Once you reach the line containing "of the clear", reproduce it and every later line exactly, through the end of the data.

--- EXERCISE MATERIAL Enclosed Below ---

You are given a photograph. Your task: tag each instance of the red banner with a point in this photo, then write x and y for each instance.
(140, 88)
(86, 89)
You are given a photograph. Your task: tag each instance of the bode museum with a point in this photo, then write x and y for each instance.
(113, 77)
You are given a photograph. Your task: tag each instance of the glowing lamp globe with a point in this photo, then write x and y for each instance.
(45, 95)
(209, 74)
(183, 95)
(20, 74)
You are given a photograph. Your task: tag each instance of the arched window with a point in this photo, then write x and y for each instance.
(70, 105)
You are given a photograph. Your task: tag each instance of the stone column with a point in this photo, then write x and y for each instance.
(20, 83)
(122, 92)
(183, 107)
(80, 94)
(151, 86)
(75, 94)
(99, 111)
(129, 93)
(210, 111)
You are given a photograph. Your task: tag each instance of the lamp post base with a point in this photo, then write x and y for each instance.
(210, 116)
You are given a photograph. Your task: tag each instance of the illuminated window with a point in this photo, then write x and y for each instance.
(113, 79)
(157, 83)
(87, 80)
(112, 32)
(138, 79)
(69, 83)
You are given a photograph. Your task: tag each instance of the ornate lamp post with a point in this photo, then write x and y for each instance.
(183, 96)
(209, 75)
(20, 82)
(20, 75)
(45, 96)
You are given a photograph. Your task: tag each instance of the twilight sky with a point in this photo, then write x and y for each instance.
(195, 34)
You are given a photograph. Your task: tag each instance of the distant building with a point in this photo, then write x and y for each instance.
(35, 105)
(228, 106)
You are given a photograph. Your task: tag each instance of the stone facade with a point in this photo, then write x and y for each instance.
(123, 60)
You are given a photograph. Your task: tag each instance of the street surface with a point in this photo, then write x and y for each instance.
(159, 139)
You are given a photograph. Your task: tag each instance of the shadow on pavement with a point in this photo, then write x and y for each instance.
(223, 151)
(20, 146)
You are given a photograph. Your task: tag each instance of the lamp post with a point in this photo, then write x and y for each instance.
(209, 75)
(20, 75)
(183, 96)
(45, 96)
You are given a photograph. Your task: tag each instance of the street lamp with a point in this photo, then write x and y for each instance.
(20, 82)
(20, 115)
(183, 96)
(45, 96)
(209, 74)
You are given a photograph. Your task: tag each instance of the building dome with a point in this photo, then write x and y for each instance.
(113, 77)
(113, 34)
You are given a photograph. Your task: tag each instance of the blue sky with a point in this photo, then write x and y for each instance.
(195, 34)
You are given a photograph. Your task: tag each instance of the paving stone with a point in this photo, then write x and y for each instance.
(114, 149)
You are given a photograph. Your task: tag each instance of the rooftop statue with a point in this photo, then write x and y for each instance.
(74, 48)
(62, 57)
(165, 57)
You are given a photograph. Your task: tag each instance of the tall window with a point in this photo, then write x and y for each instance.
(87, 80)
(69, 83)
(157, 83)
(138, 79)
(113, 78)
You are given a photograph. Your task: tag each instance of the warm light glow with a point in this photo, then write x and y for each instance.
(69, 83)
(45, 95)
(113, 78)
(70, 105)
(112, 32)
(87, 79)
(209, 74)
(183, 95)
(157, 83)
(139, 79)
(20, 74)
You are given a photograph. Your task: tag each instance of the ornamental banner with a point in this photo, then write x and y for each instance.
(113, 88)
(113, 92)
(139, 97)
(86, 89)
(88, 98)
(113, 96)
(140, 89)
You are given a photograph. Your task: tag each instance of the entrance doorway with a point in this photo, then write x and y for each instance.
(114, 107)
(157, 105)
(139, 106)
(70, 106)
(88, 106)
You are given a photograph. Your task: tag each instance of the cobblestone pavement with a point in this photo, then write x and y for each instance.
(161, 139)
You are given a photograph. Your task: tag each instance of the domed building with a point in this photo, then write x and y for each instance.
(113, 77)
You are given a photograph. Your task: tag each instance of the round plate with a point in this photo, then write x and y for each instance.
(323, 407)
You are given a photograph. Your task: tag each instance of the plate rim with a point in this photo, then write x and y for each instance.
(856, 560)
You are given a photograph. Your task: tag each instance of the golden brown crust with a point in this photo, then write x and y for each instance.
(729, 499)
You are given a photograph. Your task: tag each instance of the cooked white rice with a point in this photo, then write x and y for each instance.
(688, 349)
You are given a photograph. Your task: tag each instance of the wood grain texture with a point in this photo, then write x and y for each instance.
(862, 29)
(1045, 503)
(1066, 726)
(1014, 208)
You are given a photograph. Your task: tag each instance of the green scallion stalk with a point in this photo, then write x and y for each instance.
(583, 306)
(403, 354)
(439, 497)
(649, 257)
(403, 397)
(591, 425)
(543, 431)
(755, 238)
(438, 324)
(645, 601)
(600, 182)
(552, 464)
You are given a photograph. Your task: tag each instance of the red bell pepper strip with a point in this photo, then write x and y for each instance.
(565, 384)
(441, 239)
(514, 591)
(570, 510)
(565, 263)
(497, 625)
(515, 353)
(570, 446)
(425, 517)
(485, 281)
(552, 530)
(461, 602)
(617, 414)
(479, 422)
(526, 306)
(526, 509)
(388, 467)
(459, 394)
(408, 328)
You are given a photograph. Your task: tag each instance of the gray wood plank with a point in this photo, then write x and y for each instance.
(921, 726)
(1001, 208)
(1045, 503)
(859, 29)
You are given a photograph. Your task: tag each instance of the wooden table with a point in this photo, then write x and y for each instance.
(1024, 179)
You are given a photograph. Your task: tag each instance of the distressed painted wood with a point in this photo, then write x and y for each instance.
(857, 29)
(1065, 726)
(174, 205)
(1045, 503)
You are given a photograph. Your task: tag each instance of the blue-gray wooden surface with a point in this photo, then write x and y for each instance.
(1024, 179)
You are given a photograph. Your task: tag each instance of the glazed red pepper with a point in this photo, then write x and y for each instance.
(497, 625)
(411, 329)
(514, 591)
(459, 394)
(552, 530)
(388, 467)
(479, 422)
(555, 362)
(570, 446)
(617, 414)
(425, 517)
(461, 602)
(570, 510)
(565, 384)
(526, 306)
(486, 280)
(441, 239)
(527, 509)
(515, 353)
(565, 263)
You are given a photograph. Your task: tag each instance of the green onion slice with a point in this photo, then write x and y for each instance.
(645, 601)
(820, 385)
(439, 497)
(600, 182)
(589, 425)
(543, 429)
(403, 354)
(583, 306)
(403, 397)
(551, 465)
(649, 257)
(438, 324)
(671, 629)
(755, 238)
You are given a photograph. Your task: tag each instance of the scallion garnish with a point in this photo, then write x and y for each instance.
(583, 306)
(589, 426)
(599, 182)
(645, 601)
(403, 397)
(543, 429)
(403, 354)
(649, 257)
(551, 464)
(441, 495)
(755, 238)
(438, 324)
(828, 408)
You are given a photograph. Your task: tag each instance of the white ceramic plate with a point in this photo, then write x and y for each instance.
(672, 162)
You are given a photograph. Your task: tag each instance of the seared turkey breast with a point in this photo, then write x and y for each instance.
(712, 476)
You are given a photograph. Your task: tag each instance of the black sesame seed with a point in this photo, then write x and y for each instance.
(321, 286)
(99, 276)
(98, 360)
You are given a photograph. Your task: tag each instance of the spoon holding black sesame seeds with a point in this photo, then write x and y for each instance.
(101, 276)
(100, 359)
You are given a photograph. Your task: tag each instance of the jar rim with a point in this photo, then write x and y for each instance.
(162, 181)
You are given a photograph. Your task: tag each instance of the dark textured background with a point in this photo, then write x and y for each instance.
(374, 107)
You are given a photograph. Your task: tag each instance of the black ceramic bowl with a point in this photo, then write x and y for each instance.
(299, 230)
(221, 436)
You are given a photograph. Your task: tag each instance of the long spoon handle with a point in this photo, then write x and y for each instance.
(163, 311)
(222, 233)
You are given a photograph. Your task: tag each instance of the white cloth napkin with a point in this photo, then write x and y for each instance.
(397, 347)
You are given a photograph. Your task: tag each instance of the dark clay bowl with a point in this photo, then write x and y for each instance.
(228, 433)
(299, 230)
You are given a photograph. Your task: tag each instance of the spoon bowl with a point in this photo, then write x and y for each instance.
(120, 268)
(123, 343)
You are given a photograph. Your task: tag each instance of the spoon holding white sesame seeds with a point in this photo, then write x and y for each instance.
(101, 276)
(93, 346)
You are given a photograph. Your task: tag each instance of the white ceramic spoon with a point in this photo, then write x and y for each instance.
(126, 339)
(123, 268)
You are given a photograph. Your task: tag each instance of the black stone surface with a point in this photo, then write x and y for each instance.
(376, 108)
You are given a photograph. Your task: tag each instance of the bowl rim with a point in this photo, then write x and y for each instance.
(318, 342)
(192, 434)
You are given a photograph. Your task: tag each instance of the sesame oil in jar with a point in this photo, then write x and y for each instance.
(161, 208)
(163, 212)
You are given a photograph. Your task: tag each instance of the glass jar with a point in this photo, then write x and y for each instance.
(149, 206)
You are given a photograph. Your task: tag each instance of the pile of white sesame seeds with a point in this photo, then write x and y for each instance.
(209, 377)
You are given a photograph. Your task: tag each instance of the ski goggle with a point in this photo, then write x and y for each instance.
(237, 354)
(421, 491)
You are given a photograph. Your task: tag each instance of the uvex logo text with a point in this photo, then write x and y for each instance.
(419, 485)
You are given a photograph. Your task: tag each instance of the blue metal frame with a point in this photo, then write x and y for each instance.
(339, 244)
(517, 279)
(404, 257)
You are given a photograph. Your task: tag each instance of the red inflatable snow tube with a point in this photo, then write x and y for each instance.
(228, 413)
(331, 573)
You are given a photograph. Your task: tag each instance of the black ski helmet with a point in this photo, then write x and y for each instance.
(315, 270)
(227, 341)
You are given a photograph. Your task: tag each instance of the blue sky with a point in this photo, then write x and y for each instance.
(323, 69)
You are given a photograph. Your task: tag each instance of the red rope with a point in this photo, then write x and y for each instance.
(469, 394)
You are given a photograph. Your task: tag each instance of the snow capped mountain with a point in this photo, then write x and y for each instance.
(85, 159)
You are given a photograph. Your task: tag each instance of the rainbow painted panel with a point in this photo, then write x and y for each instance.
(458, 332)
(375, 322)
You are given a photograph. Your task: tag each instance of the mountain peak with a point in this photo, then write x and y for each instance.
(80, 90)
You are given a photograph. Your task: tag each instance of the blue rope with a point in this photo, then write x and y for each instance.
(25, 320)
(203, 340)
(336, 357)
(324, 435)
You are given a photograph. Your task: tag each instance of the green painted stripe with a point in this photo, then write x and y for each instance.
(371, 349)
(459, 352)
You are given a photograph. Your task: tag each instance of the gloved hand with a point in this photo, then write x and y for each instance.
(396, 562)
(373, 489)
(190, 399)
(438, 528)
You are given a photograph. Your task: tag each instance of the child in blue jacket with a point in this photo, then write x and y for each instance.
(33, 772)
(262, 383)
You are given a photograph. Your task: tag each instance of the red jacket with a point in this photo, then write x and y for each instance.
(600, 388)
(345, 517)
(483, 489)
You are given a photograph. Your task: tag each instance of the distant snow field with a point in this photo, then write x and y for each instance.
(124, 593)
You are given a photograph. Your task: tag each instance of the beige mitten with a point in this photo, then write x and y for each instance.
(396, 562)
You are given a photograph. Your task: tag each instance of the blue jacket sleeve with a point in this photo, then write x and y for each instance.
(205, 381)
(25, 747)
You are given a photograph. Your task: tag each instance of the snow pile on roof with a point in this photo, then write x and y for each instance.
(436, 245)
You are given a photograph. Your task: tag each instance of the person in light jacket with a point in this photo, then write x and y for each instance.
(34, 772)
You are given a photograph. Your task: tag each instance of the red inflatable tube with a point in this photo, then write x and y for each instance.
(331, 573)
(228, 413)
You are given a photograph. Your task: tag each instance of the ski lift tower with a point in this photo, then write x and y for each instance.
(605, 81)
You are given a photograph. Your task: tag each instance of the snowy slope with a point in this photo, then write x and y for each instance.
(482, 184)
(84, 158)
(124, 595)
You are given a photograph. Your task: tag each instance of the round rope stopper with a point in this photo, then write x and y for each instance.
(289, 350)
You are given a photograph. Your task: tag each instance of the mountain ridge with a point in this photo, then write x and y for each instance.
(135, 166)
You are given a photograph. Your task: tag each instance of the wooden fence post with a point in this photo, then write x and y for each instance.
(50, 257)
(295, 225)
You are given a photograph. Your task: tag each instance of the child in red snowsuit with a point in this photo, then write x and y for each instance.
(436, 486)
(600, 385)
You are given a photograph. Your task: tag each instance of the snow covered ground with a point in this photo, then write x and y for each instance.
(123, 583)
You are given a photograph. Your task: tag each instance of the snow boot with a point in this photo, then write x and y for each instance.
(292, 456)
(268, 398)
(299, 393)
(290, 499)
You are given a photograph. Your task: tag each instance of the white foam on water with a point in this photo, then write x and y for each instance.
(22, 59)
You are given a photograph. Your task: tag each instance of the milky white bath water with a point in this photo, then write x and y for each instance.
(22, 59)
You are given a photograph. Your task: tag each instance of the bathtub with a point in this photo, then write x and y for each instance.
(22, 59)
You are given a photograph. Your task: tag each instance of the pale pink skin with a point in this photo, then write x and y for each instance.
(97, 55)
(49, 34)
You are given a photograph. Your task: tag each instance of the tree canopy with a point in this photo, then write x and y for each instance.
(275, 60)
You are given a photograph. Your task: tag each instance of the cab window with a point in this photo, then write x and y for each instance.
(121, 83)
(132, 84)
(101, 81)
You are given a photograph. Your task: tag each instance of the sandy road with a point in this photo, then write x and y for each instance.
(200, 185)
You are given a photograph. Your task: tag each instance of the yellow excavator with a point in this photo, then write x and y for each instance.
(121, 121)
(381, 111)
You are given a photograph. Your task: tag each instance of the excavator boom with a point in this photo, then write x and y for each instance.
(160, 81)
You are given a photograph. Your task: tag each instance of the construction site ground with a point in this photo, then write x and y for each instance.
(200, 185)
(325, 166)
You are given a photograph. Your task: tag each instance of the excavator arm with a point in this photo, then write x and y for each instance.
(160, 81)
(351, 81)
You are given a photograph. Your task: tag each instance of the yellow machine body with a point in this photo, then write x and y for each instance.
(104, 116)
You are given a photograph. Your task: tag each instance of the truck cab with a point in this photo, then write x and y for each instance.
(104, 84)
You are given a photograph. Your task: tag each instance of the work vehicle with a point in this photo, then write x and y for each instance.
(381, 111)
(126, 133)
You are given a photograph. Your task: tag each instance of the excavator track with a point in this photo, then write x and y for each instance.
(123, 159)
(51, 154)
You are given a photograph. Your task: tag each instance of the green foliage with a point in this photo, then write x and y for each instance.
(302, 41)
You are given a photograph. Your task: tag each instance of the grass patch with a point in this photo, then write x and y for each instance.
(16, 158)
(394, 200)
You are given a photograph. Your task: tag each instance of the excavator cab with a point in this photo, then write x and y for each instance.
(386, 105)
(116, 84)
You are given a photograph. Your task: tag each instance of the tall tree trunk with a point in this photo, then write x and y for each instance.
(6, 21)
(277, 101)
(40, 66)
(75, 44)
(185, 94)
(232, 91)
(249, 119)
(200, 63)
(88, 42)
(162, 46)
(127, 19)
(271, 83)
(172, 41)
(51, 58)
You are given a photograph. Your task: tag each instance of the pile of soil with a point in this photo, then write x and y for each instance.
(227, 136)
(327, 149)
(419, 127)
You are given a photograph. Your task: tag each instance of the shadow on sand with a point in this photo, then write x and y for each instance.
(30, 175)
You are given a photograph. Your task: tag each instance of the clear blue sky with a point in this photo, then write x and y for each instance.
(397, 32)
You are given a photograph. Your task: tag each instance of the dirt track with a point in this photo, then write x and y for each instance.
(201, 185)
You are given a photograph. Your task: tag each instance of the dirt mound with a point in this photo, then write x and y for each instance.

--- End of Enclosed EXERCISE MATERIAL ---

* [RESULT OF THIS EXERCISE]:
You are given a photograph. Your task: tag each instance of the clear blue sky with a point in this photo, then write x and y for each instance.
(397, 32)
You are given a photograph. Your task: tag each instance of the dirt track with a point in this photo, then write x and y for each instance.
(201, 185)
You are given a photograph. Your task: tag each instance of the dirt mound with a point in this photo, then write x and y for each instance.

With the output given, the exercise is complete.